WHAT TO PRODUCE
Copy out the data in full, from the line containing "Is there any clothes" through the line containing "[306, 0, 500, 233]", and multiply each answer bounding-box coordinate by 1.85, rounding to whole numbers with halves rounded up. Keep every other number unchanged, including the sample coordinates that show the format.

INFORMATION SHOWN
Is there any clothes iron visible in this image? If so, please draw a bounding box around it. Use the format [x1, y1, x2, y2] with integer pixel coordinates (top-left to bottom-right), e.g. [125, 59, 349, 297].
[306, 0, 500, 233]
...
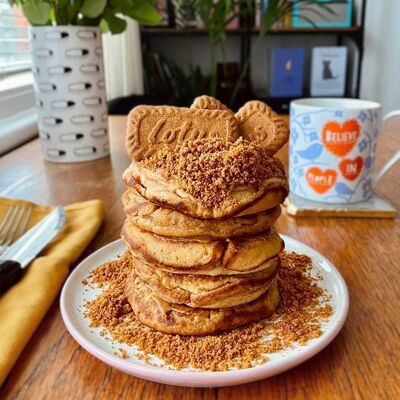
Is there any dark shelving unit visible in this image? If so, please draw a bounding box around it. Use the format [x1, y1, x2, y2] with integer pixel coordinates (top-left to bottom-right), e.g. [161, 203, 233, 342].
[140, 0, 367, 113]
...
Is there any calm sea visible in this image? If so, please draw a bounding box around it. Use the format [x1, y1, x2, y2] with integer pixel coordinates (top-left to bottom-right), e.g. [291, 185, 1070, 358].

TASK RESULT
Is there any clothes iron visible in this image? If so, please draw a bounding box around it. Use the format [x1, y1, x2, y2] with integer pixel coordinates (top-left to bottom-right), e.g. [125, 59, 349, 297].
[566, 0, 925, 431]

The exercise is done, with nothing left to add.